- HOW TO COMPLETE THIS TASK: This exercise calls for copying every line below that holds the word "loose".

- RECORDS SHOWN:
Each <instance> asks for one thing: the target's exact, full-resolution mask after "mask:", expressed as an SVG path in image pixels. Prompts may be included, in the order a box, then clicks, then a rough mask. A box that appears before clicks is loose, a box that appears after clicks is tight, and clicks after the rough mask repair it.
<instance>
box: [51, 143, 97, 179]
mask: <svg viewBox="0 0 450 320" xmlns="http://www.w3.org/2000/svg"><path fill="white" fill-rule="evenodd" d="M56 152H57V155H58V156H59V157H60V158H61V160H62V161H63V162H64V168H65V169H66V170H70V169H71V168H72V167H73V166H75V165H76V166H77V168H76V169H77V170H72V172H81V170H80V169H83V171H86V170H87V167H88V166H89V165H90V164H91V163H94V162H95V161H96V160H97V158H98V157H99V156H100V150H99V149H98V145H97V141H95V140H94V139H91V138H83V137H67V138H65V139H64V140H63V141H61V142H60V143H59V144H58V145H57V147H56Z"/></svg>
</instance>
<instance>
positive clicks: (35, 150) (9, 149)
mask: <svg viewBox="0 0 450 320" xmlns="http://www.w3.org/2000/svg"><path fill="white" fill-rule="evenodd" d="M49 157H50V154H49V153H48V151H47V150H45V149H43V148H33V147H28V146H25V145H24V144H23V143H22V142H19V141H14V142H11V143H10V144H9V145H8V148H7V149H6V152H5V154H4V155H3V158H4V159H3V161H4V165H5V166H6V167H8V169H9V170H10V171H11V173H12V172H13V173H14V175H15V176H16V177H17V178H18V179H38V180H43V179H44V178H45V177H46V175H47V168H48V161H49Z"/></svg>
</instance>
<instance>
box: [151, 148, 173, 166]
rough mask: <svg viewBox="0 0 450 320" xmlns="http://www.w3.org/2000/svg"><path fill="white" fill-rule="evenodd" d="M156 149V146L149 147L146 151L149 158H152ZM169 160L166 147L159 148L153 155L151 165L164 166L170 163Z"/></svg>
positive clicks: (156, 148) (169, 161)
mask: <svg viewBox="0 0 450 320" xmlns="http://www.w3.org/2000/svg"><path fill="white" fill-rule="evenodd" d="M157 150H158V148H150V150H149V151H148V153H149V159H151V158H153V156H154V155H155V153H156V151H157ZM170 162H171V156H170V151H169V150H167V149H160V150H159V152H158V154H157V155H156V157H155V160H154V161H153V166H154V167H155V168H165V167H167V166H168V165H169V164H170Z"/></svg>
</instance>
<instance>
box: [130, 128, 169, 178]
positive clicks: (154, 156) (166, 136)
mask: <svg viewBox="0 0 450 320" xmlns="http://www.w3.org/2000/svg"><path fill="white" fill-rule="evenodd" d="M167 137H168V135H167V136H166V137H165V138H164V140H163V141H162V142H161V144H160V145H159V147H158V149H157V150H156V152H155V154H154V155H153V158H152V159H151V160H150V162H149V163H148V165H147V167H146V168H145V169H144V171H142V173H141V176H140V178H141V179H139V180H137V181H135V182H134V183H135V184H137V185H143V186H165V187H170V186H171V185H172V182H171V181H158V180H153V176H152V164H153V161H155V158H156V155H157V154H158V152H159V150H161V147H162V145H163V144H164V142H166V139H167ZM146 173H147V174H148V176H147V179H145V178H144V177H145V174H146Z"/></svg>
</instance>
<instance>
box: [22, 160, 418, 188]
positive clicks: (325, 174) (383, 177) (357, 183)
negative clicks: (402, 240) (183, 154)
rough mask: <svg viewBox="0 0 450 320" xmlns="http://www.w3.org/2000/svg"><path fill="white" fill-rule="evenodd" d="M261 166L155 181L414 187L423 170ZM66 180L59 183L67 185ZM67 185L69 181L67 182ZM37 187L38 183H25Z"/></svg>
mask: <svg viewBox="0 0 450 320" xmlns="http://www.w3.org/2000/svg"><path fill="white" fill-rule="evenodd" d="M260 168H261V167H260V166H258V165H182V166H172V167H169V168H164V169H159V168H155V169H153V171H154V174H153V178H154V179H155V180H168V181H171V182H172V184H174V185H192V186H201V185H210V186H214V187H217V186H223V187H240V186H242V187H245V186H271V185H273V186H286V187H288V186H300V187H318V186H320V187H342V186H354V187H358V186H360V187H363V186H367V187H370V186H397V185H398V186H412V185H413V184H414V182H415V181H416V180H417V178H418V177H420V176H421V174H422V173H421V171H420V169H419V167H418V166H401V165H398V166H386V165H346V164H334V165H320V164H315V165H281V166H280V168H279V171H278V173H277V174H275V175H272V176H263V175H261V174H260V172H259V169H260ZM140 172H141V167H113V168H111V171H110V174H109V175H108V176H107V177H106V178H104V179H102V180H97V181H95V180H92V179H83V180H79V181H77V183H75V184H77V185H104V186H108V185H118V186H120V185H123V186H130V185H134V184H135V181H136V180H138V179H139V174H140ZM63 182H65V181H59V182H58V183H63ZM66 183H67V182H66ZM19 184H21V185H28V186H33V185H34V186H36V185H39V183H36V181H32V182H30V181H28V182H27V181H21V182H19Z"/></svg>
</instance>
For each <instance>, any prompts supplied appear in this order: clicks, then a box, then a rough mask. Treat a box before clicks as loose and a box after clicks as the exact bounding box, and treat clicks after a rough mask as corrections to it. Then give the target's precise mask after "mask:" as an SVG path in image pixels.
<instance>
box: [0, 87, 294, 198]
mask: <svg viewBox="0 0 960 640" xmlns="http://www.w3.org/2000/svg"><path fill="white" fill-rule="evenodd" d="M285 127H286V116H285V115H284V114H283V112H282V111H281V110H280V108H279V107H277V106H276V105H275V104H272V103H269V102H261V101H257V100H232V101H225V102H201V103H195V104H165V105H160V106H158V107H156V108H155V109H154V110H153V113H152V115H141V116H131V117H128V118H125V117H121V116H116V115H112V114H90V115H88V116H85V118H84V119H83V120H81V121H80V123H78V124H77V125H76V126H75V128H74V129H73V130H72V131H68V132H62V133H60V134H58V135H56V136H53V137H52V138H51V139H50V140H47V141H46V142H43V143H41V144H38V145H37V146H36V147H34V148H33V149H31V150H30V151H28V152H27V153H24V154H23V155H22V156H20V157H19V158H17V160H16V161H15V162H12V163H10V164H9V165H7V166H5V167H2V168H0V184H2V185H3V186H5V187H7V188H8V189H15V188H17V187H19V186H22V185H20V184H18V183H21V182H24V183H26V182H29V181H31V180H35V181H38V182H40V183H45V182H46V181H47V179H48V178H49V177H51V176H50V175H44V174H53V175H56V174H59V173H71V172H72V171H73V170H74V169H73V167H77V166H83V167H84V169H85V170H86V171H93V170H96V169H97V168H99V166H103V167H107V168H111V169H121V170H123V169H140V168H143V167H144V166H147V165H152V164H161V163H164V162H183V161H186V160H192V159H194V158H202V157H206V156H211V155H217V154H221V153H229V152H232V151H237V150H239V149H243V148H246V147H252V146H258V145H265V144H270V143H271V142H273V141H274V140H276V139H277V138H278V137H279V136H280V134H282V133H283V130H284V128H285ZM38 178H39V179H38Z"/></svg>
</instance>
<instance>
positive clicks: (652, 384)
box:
* * *
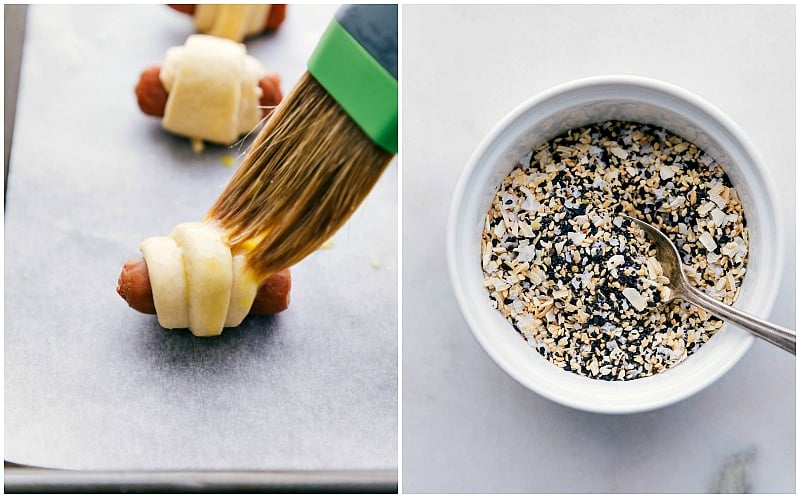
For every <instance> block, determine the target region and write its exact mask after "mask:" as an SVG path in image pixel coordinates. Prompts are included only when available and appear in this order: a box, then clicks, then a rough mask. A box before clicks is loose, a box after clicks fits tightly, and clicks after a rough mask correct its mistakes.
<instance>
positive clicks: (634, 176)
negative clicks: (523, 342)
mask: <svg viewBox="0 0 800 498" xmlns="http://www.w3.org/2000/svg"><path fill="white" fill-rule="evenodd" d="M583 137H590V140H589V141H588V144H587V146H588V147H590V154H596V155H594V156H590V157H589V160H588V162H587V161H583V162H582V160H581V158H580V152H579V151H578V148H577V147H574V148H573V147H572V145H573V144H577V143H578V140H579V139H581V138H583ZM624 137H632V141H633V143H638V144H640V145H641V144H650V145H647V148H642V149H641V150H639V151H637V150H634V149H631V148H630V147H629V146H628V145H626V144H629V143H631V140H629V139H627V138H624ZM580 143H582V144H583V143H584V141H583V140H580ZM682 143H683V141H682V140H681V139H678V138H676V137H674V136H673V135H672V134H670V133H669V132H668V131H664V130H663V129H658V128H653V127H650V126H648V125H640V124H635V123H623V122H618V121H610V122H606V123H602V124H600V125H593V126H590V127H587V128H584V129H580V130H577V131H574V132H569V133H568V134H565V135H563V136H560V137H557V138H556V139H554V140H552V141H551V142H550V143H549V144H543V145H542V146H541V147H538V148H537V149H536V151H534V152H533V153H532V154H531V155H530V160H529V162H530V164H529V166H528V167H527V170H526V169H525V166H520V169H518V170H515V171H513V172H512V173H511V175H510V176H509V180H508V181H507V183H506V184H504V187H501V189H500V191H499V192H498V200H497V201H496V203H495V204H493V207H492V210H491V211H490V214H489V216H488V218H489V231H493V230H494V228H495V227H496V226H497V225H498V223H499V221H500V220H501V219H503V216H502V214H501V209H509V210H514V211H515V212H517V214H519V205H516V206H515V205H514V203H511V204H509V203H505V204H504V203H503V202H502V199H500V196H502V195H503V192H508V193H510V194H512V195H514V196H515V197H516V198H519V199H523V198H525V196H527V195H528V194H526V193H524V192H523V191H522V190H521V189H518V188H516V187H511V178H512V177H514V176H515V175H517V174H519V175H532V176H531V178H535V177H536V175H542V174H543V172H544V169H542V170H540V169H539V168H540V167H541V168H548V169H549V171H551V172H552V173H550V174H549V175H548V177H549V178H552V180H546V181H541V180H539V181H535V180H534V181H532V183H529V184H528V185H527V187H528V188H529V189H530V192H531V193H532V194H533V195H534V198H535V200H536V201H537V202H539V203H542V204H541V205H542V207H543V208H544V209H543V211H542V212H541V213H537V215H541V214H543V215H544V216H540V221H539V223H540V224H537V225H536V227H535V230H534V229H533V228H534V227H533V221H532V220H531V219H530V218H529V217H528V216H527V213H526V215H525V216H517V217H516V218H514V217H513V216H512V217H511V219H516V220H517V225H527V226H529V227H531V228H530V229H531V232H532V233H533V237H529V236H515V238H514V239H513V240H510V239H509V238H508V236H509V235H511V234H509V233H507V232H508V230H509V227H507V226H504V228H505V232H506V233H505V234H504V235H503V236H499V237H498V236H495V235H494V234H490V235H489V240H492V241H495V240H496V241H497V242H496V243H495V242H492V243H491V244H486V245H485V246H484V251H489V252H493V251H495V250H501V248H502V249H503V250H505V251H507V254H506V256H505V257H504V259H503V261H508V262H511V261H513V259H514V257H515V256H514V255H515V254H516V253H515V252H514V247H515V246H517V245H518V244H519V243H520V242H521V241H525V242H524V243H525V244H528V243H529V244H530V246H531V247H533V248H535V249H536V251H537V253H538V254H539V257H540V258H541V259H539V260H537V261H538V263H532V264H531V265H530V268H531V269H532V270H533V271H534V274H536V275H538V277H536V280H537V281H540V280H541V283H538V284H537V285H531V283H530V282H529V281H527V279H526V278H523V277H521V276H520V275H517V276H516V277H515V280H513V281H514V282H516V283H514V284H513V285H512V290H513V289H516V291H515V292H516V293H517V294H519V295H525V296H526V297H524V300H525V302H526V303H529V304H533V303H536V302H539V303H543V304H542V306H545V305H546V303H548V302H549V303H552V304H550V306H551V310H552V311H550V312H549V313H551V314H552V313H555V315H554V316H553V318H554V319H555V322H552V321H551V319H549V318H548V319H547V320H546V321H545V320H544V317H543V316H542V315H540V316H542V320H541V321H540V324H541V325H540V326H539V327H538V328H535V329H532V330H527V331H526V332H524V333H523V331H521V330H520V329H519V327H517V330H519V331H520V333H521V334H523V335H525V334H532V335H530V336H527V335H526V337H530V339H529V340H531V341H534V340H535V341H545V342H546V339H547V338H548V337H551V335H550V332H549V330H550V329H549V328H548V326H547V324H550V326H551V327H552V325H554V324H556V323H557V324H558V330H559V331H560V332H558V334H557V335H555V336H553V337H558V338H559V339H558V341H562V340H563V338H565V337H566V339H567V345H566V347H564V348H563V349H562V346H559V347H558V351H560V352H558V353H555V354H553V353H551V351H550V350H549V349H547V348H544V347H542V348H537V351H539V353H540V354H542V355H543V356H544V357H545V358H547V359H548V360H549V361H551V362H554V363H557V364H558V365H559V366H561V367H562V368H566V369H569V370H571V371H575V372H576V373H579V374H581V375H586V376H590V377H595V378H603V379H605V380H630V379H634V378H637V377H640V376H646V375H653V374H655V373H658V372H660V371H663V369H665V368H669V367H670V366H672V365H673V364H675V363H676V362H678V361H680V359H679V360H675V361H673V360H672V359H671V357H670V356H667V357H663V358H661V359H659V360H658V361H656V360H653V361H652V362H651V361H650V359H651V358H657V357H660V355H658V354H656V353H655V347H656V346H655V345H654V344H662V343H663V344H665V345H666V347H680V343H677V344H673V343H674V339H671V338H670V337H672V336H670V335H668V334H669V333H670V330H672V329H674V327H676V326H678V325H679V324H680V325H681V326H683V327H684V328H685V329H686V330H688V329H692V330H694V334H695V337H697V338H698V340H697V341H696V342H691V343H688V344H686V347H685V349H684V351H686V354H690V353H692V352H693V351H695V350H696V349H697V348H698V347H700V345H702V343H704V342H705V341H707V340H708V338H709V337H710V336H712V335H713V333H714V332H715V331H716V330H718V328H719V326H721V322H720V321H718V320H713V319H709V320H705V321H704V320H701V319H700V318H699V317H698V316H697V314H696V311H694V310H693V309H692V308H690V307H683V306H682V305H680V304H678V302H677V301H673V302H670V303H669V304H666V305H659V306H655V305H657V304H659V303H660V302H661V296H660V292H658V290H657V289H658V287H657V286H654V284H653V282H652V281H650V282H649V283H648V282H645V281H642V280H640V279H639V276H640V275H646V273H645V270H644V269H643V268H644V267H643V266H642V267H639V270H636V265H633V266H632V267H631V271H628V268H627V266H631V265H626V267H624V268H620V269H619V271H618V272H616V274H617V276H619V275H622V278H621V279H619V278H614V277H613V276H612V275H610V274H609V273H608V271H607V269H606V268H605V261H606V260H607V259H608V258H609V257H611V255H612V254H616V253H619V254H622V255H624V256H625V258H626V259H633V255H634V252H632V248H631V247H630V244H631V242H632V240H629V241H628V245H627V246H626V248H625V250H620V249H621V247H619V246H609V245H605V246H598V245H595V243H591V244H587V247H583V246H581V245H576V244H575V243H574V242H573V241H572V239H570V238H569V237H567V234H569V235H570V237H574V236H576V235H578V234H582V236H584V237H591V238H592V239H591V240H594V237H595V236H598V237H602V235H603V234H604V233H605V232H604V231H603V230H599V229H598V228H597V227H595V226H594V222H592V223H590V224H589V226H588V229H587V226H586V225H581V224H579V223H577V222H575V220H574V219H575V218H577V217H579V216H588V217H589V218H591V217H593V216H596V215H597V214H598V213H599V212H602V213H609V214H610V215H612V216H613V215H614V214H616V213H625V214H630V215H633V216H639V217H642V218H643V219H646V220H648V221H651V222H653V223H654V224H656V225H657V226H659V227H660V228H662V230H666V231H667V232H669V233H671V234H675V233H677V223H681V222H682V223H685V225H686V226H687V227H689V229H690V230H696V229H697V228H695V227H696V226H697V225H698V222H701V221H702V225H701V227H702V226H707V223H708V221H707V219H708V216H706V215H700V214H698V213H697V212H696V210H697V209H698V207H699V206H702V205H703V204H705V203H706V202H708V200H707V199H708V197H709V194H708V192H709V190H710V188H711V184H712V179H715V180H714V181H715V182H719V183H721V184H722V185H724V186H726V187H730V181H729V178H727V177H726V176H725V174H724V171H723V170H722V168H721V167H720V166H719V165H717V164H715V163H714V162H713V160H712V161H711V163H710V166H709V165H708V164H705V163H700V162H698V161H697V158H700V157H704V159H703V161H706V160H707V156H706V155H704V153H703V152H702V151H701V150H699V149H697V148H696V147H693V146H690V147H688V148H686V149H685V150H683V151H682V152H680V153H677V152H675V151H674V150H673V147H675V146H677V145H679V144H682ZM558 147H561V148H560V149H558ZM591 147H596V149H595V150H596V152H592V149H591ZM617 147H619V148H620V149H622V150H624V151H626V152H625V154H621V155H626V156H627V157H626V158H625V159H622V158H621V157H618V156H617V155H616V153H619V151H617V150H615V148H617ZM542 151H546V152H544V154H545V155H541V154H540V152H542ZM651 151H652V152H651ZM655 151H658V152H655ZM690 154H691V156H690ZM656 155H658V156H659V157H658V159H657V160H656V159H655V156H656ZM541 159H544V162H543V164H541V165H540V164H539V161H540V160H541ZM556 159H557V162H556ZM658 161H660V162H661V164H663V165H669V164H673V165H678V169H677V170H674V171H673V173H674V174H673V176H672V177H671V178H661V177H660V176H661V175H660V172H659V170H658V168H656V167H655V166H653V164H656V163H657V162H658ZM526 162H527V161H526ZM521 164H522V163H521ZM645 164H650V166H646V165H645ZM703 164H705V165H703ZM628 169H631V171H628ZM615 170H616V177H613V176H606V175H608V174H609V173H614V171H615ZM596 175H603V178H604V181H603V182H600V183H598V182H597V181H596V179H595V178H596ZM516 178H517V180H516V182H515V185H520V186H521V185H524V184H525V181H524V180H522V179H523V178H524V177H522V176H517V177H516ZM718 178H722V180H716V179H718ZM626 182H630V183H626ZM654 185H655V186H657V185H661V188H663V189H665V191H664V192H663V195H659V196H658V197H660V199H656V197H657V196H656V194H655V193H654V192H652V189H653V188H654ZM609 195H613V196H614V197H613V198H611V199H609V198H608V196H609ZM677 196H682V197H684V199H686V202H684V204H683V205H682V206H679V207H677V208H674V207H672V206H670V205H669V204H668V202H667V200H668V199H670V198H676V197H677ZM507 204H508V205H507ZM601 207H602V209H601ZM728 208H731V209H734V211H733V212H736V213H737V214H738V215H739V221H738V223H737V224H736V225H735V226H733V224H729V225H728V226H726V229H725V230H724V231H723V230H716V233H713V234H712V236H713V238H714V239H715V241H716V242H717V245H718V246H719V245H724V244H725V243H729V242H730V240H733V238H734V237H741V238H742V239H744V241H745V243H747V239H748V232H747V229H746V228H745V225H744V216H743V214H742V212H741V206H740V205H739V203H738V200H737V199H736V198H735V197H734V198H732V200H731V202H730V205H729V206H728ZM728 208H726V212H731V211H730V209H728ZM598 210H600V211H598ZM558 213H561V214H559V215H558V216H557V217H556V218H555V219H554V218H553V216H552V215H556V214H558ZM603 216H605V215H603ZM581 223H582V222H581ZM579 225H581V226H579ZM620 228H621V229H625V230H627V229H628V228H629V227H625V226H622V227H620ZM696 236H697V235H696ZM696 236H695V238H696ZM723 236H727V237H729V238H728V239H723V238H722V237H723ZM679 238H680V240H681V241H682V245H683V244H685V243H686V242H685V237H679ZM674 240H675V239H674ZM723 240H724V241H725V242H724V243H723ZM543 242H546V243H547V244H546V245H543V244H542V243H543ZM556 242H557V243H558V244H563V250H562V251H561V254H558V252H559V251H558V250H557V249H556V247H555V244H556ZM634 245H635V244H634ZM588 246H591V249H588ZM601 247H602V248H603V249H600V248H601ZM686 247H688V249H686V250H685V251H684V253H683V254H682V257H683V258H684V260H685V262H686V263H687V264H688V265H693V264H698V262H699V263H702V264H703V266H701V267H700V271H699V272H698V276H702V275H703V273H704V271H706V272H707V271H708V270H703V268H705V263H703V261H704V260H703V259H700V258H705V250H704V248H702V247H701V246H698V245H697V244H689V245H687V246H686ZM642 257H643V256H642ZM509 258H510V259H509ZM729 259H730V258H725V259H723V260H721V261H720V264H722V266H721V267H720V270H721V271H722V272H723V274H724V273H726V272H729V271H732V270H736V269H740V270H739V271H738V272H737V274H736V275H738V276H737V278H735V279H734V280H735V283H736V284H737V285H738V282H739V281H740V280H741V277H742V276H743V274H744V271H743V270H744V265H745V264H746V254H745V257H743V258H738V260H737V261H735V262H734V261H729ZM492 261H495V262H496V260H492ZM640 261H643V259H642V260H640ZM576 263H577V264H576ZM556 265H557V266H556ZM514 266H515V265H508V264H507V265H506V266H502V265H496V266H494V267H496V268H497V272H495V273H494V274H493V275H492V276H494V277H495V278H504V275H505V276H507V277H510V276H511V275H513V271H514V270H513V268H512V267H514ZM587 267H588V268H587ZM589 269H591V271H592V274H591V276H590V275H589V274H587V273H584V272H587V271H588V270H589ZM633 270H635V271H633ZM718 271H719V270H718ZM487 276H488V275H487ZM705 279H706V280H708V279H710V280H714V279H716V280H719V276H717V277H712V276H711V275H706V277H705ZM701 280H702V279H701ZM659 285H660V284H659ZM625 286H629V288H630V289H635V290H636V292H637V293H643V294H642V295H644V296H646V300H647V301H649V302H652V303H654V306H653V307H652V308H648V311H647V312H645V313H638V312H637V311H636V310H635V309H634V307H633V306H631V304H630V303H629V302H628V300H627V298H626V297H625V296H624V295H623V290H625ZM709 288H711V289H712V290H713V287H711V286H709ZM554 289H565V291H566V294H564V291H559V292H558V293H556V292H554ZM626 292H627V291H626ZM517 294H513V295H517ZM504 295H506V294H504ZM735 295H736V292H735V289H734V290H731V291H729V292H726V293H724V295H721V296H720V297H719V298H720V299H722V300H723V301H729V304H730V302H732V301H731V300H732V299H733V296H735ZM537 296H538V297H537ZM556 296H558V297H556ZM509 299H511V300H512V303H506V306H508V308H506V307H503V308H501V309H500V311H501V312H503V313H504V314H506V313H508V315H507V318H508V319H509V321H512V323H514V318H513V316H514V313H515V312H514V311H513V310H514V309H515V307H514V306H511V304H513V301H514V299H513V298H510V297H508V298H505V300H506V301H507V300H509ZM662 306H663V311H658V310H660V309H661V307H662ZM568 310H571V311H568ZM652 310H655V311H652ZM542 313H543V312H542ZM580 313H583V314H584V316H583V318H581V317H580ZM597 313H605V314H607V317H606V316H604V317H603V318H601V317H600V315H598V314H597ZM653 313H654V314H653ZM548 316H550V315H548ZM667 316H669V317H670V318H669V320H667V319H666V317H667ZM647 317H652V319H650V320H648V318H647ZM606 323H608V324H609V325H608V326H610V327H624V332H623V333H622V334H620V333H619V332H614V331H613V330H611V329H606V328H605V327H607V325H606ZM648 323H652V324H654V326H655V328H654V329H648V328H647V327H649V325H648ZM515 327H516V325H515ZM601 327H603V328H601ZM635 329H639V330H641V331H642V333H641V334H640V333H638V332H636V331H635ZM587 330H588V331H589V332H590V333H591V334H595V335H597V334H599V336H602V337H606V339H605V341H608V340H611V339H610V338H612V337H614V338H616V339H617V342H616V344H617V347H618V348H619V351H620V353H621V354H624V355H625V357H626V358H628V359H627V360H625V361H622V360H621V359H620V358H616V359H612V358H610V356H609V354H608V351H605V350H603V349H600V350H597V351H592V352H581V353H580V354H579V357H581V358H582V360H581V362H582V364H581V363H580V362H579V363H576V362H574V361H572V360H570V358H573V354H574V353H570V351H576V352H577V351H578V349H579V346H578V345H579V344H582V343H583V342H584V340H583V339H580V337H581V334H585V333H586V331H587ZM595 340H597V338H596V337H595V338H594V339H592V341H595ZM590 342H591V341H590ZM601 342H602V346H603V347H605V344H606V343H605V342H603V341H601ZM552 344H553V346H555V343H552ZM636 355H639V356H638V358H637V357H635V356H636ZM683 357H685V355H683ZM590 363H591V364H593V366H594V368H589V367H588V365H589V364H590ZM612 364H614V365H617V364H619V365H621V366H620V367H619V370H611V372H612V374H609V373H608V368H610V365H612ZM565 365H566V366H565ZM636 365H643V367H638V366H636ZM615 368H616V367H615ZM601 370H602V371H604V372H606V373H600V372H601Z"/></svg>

- TASK SOLUTION:
Each <instance> asks for one thing: the target's exact, full-resolution mask after "mask:", expressed as an SVG path in image pixels. Prompts may be included, in the order a box, then clicks, then a rough mask. A box that appears before clicks is loose, a box that appears after clicks is tight, and clicks after the rough mask repair it.
For each <instance>, any prompts supplied appear in this order: clicks, then a box, then a rough mask. Treat a box before clicks as loose and a box after clicks as the exact bounding box, and treat clicks after a rough mask as corrections to it. Then give the target's precise mask after "mask:" as an SVG path in image pixels.
For every <instance> block, determine the target region and write its exact mask after "mask:" as an SVG path in image pixel coordinates. Prompts are included only when available and appear in this order: a box, then clicks, then a rough mask. A box before clicks is loose, a box after clicks fits tightly, and clicks after a rough mask correct its mistakes.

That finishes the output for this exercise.